* [What to produce]: Rewrite the listing below, changing every "train carriage" to "railway coach" and keeping everything else the same.

#### Task input ####

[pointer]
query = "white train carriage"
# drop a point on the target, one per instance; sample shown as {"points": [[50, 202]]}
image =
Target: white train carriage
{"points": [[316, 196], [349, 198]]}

####

* [Answer]:
[pointer]
query = "white railway coach"
# drop a point on the target, one per instance; sample shown as {"points": [[50, 202]]}
image =
Target: white railway coach
{"points": [[316, 196], [349, 198]]}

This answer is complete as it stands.